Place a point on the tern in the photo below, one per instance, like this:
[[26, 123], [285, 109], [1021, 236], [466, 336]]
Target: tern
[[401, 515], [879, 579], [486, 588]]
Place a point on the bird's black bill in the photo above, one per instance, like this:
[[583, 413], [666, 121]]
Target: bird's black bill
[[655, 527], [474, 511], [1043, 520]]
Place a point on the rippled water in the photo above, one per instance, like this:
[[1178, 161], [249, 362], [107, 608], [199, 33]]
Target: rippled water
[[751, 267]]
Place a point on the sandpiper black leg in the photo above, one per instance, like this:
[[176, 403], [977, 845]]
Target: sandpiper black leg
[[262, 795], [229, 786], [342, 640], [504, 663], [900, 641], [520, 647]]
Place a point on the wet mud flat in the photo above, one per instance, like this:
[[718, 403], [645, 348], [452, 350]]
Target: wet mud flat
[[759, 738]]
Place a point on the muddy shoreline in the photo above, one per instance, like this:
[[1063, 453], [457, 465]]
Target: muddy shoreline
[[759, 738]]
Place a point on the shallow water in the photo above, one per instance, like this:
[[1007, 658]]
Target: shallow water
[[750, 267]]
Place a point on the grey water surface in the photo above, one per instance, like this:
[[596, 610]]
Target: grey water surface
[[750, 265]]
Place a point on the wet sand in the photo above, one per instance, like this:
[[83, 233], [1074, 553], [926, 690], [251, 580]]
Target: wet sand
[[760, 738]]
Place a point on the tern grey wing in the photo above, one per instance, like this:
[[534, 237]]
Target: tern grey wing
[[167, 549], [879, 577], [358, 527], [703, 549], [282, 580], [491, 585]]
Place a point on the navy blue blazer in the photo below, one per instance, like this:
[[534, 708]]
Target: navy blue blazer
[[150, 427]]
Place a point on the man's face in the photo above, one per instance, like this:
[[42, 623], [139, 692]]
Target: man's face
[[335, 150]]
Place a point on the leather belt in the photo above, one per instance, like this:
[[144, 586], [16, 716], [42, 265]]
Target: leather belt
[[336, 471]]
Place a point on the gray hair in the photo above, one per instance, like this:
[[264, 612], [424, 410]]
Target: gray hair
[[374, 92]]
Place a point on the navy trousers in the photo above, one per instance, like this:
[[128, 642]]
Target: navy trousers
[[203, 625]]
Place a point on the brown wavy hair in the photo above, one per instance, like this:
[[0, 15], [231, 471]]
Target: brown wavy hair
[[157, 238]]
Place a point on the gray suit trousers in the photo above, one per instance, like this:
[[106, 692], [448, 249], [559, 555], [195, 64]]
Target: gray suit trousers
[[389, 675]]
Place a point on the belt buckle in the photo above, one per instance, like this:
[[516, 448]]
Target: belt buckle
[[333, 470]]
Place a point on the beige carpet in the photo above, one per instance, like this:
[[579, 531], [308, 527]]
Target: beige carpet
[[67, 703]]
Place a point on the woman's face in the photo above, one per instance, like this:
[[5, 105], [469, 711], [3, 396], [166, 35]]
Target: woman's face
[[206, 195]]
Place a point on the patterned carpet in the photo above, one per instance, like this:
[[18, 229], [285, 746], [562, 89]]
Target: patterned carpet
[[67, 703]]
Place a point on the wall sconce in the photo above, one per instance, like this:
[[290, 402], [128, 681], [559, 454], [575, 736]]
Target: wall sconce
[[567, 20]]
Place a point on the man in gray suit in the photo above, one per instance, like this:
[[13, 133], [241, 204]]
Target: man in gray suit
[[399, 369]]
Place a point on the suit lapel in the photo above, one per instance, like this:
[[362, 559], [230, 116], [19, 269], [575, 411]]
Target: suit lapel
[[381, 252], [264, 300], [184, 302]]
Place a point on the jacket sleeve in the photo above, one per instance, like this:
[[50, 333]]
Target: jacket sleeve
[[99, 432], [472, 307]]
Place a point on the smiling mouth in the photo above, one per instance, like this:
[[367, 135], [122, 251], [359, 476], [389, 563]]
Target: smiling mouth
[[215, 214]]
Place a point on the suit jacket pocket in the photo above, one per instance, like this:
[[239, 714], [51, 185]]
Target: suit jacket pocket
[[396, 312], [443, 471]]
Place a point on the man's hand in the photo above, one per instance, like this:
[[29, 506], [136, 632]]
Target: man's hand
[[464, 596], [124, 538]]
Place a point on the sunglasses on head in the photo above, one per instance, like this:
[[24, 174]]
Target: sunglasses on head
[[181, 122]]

Directions for this task
The full listing above needs to be given again exactly.

Answer box
Place a point on the tern in the photo below, one per instance, like this:
[[26, 123], [285, 109], [1021, 236], [466, 336]]
Target: tern
[[401, 515], [879, 579], [486, 588]]
Place a point on the bird's black bill in the photo above, one per instance, like this:
[[583, 413], [666, 121]]
Target: bird's black bill
[[655, 527], [474, 511], [1043, 520]]
Place a point on the rippled water in the photo above, one per instance, like this:
[[1178, 161], [249, 362], [107, 608], [199, 33]]
Target: rippled water
[[751, 267]]
Place a point on the sandpiper black leg in the photo above, one per instance, like this:
[[176, 403], [977, 845]]
Target: sandpiper black leg
[[262, 795], [229, 786], [342, 640], [504, 663], [900, 641], [520, 647]]
Place a point on the wet mud flat in the photo above, one per instance, like this:
[[718, 403], [645, 348], [452, 350]]
Target: wet mud flat
[[759, 738]]
Place a point on the muddy shoreline in the photo above, one per instance, like this:
[[1063, 453], [457, 465]]
Target: muddy shoreline
[[759, 738]]
Place a point on the shallow water in the photo above, one per instance, like this:
[[1007, 658]]
Target: shallow water
[[750, 267]]
Place a point on the grey water surface in the photo above, one per instance, like this:
[[596, 610]]
Target: grey water surface
[[750, 265]]
Place a point on the wet sand in the photo above, one per instance, like this:
[[83, 233], [1074, 553], [926, 690], [251, 580]]
Target: wet sand
[[760, 738]]
Place a point on the tern grey wing in the photo above, one per instance, like this:
[[534, 237]]
Target: tern grey wing
[[167, 549], [879, 577], [358, 527], [703, 549], [282, 580], [491, 585]]
Place a point on the navy blue blazer in the photo below, one per instance, like this:
[[534, 708]]
Target: navy blue blazer
[[150, 427]]
Place a point on the man's face in the photo above, one per instance, like this:
[[42, 623], [139, 692]]
Target: man's face
[[335, 150]]
Place a point on the leather belt in the photo above, one per instance, like this:
[[144, 586], [16, 716], [42, 265]]
Target: leather belt
[[336, 471]]
Place a point on the gray hair in the photo above, one per instance, like this:
[[264, 612], [424, 410]]
Target: gray hair
[[374, 92]]
Place a point on the navy trousers in the photo above, one per instance, like this:
[[128, 642]]
Target: navy trousers
[[203, 625]]
Place a point on the brown wavy hair in the photo above, one per instance, like this:
[[0, 15], [231, 471]]
Target: brown wavy hair
[[157, 238]]
Place a point on the gray suit trousers in the photo above, one per instance, like this:
[[106, 692], [448, 249], [559, 555], [195, 64]]
Target: gray suit trousers
[[389, 675]]
Place a point on the belt buckle in the photo above, one per instance, like this:
[[516, 448]]
Target: belt buckle
[[333, 470]]
Place a point on the beige carpet in the photo above, one per instance, like this:
[[579, 531], [308, 527]]
Target: beige carpet
[[67, 703]]
Place a point on the woman's face in the photo above, one per instance, like this:
[[5, 105], [469, 711], [3, 396], [166, 35]]
Target: woman's face
[[206, 195]]
Place a point on the patterned carpet in the photo above, one per instance, like this:
[[18, 229], [285, 746], [562, 89]]
Target: patterned carpet
[[67, 703]]
Place a point on the wall sconce in the photo above, one per instance, like this:
[[290, 402], [128, 681], [559, 454], [575, 736]]
Target: wall sconce
[[567, 20]]
Place a point on the man in gray suit in the photo above, one per instance, like this:
[[13, 133], [241, 204]]
Target: man in gray suit
[[399, 369]]
Place a point on the suit lapel in the photo above, one per instance, like this:
[[362, 559], [230, 116], [19, 269], [575, 411]]
Target: suit lapel
[[381, 252], [264, 300], [184, 302]]
Place a point on the jacket sleeve in the photo above, one per instance, like this:
[[50, 333]]
Target: jacket sleeve
[[99, 432], [472, 307]]
Place a point on the smiling mouth in the photo above, one per instance, like this:
[[367, 135], [122, 251], [359, 476], [389, 563]]
Target: smiling mouth
[[215, 214]]
Place a point on the suit jacket pocket in the photo above, one per instance, like this:
[[239, 714], [51, 185]]
Target: suit jacket pocket
[[396, 312], [443, 471]]
Place a point on the man's hand in the photo above, one per instance, like this:
[[29, 506], [136, 632]]
Target: man's hand
[[464, 596], [124, 538]]
Place a point on the sunglasses on head in the photo above, one per instance, like this:
[[24, 174]]
Target: sunglasses on head
[[181, 122]]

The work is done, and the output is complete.